> PAGE TEXT:

········

I see a lot of complaints about DNN's performance. I will give here some tips which you can use to improve the performance.
- If you have access to IIS, enable compression and make the compression level 90% by changing an entry on the IIS metabase. Add the file extensions wmisin gon top of the default ones.
- DNN was developed years ago when optimization was not an important factor. By looking at the page sizes, there's alot of bloat. My guess is that a group of developers will have to comb through the code and add these optimization techniques:
- All static files need to be minified and compressed. All js and css files need to have white spaces removed. A compressor will change js's methods and variables from long ames to single character. IIS compession will compress these files further.
- all static files (css, js, and images) need to have far in the future expiration dates so that the browser can cache these files. Use versioning in the filenames so that you can force the browser to pick up the newer files if they change before the expiration date. Something like ../images/logo.gif?v=1. The browser's cache validation depends on the url. If you need to send a newer version of the logo then do ../images/logo.gif?v=2. It's still the same filename. It's better than having multiple copies of the the image with names like logo2.gif, logo3.gif.

········

> MATERIAL PROVIDED:

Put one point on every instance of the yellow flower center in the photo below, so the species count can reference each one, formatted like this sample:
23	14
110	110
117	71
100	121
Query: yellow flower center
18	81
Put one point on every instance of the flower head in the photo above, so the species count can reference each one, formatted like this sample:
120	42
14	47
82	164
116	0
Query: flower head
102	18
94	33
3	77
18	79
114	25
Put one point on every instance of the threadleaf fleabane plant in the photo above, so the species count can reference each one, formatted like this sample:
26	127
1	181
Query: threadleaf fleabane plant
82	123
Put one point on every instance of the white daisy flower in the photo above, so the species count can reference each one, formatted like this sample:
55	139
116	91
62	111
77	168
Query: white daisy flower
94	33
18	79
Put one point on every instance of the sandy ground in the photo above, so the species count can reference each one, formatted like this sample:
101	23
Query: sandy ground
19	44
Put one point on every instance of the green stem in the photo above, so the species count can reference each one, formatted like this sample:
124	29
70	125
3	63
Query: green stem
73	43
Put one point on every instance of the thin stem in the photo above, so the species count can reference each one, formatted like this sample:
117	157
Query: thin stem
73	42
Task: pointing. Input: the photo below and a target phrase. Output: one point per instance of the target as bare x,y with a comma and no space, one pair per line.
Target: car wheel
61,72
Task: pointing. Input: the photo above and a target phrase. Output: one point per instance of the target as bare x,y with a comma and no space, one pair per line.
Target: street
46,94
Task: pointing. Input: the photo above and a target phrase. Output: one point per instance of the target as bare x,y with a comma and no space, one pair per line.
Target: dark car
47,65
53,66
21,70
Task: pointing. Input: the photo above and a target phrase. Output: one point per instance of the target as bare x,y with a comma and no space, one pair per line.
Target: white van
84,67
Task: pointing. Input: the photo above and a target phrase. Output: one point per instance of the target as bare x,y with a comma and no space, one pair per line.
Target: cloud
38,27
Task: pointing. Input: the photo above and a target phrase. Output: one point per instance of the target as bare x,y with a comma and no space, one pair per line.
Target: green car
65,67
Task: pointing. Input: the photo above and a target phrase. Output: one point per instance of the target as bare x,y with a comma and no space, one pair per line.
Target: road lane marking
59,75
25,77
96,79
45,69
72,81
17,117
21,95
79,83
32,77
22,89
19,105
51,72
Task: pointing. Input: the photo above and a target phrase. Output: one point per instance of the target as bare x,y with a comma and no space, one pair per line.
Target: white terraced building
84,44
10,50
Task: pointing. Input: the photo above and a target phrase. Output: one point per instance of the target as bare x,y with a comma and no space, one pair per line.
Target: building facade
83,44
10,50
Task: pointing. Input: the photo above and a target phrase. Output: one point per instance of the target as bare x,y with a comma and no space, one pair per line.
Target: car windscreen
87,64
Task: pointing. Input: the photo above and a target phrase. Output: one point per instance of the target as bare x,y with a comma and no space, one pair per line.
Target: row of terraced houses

········

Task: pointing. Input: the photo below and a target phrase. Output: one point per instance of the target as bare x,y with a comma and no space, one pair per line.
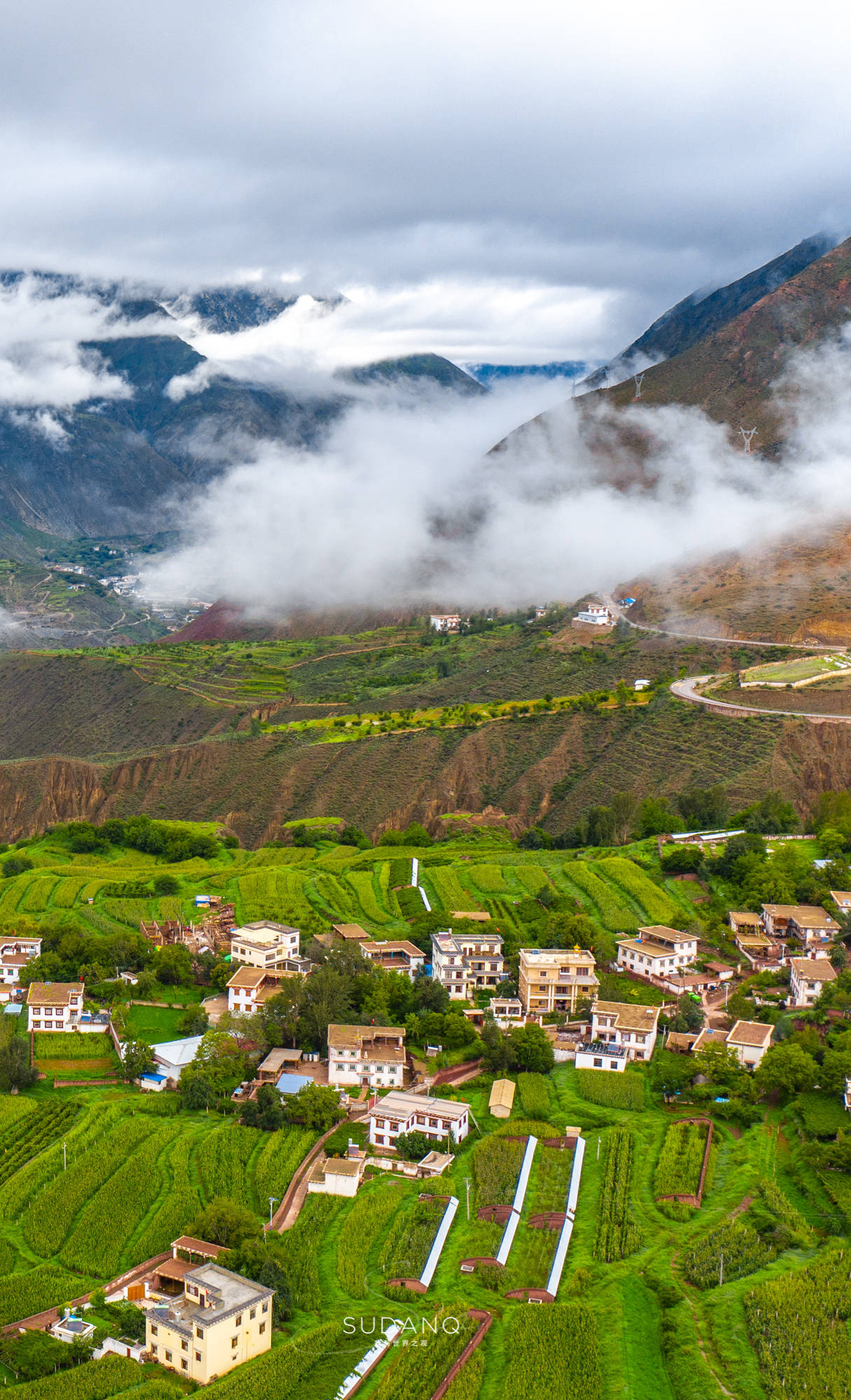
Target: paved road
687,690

········

> TASK DETAILS: Could you quote the DNN performance tips above in full, word for word?

> ANSWER TO THIS PROBLEM:
I see a lot of complaints about DNN's performance. I will give here some tips which you can use to improve the performance.
- If you have access to IIS, enable compression and make the compression level 90% by changing an entry on the IIS metabase. Add the file extensions wmisin gon top of the default ones.
- DNN was developed years ago when optimization was not an important factor. By looking at the page sizes, there's alot of bloat. My guess is that a group of developers will have to comb through the code and add these optimization techniques:
- All static files need to be minified and compressed. All js and css files need to have white spaces removed. A compressor will change js's methods and variables from long ames to single character. IIS compession will compress these files further.
- all static files (css, js, and images) need to have far in the future expiration dates so that the browser can cache these files. Use versioning in the filenames so that you can force the browser to pick up the newer files if they change before the expiration date. Something like ../images/logo.gif?v=1. The browser's cache validation depends on the url. If you need to send a newer version of the logo then do ../images/logo.gif?v=2. It's still the same filename. It's better than having multiple copies of the the image with names like logo2.gif, logo3.gif.